Task to complete: Output the data that follows exactly, line for line.

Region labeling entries

---+---

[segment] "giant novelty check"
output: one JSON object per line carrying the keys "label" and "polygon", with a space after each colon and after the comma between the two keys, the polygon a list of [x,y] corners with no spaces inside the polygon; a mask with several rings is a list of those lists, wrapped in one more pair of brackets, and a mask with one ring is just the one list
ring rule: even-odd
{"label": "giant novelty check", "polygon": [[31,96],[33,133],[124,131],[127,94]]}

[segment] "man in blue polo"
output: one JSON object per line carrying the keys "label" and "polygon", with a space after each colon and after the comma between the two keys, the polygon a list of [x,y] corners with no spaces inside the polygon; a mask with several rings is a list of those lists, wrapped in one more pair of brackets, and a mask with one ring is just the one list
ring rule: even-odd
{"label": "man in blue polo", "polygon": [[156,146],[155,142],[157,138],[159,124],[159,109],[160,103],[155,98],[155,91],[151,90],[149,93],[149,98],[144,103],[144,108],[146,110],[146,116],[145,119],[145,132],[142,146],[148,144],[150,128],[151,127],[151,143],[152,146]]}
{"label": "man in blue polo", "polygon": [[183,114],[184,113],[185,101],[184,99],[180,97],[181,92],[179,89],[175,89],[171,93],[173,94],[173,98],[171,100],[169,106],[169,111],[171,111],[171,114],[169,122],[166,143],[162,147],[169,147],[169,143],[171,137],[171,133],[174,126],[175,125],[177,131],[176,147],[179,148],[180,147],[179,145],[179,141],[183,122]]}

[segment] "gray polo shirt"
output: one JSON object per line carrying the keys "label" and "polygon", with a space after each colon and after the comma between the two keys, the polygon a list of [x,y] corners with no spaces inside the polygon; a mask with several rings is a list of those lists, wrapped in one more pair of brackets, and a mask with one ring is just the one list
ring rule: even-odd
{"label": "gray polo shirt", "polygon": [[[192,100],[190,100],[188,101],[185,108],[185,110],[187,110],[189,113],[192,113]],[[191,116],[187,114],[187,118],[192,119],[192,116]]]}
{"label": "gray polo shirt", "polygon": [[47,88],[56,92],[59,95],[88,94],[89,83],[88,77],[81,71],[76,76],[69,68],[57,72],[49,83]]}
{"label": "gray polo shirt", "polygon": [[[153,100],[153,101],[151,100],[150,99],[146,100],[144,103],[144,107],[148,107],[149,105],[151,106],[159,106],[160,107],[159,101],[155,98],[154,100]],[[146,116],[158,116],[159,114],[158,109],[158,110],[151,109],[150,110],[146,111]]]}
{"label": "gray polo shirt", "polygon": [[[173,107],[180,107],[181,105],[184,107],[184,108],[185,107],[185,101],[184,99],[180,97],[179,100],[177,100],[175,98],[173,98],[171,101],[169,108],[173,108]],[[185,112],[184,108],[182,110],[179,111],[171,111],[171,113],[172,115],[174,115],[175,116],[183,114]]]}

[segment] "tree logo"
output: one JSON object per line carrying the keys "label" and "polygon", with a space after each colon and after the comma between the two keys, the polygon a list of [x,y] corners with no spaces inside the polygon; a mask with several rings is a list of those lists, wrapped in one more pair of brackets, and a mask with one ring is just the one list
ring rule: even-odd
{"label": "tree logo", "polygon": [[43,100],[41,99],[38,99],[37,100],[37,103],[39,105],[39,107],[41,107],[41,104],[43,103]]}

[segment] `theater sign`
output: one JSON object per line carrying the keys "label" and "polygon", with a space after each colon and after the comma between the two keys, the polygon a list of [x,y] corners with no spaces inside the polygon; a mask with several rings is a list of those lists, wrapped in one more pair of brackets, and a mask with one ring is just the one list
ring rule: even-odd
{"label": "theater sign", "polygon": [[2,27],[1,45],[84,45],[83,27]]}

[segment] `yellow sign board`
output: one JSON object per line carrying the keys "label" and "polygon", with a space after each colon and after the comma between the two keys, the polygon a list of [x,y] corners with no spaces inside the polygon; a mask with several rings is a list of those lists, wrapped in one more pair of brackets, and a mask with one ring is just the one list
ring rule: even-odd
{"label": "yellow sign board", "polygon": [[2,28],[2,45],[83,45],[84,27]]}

---+---

Response:
[segment] "giant novelty check"
output: one JSON object per line carrying the keys "label" and "polygon", with a space after each colon and after the comma between the two keys, the polygon a list of [x,y] corners with no spaces inside the polygon; a mask with several rings is a list of those lists, wrapped in one more pair of brackets, and a mask with one ring is just the one list
ring rule: even-odd
{"label": "giant novelty check", "polygon": [[31,96],[33,133],[124,131],[127,94]]}

[segment] "man in blue polo"
output: one JSON object per line carrying the keys "label" and "polygon", with a space after each colon and after the comma between the two keys, the polygon a list of [x,y] corners with no spaces inside the polygon; a mask with several rings is a list of those lists, wrapped in one more pair of brackets, and a mask with one ring is just the one list
ring rule: even-odd
{"label": "man in blue polo", "polygon": [[156,146],[155,142],[157,138],[159,124],[159,109],[160,103],[155,98],[155,91],[151,90],[149,93],[149,98],[144,103],[144,108],[146,110],[146,116],[145,119],[145,132],[142,146],[148,144],[150,128],[151,127],[151,143],[152,146]]}
{"label": "man in blue polo", "polygon": [[183,114],[184,113],[185,101],[184,99],[180,97],[181,92],[179,89],[175,89],[171,93],[173,94],[173,98],[171,100],[169,106],[169,111],[171,111],[171,114],[169,122],[166,143],[162,147],[169,147],[169,143],[171,137],[171,133],[174,126],[175,125],[177,131],[176,147],[179,148],[180,147],[179,145],[179,141],[183,122]]}

[segment] "gray polo shirt"
output: one JSON object per line carrying the keys "label" and "polygon", with a space after each colon and after the comma between the two keys, the polygon a list of [x,y] corners with no spaces inside the polygon; a mask with several rings is a list of those lists, wrapped in one more pair of brackets, and a mask with one ring is just the one list
ring rule: even-odd
{"label": "gray polo shirt", "polygon": [[[192,100],[190,100],[188,101],[185,108],[185,110],[187,110],[189,113],[192,113]],[[191,116],[187,114],[187,118],[192,119],[192,116]]]}
{"label": "gray polo shirt", "polygon": [[47,88],[56,92],[59,95],[88,94],[89,83],[88,77],[81,71],[76,76],[69,68],[57,72],[49,83]]}
{"label": "gray polo shirt", "polygon": [[[153,100],[153,101],[151,100],[150,99],[146,100],[144,103],[144,107],[148,107],[149,105],[151,106],[159,106],[160,107],[159,101],[155,98],[154,100]],[[146,116],[158,116],[159,114],[158,109],[158,110],[151,109],[150,110],[146,111]]]}
{"label": "gray polo shirt", "polygon": [[[173,107],[180,107],[181,105],[184,107],[184,108],[185,107],[185,101],[184,99],[180,97],[179,100],[177,100],[175,98],[173,98],[171,101],[169,108],[173,108]],[[185,112],[184,108],[182,110],[179,111],[171,111],[171,113],[172,115],[174,115],[175,116],[183,114]]]}

[segment] "tree logo"
output: one JSON object per line carrying the keys "label" and "polygon", with a space after each colon and after the comma between the two keys, the polygon a list of [x,y] corners with no spaces inside the polygon; a mask with several rings is a list of those lists, wrapped in one more pair of brackets, and a mask with one ring is just the one list
ring rule: even-odd
{"label": "tree logo", "polygon": [[43,100],[41,99],[38,99],[37,100],[37,103],[39,105],[39,107],[41,107],[41,104],[43,103]]}

[segment] `theater sign`
output: one JSON object per line carrying the keys "label" and "polygon", with a space after each colon and after the comma between the two keys, the polygon a list of [x,y] corners with no spaces inside the polygon; a mask with several rings is a list of those lists, wrapped in one more pair of brackets, and a mask with one ring is just the one list
ring rule: even-odd
{"label": "theater sign", "polygon": [[2,27],[1,45],[84,45],[83,27]]}

[segment] `yellow sign board`
output: one JSON object per line carrying the keys "label" and "polygon", with a space after each colon and after the comma between the two keys, the polygon a list of [x,y] corners with no spaces inside the polygon; a mask with several rings is a list of those lists, wrapped in one more pair of brackets, and a mask with one ring is just the one list
ring rule: even-odd
{"label": "yellow sign board", "polygon": [[2,28],[2,45],[83,45],[84,27]]}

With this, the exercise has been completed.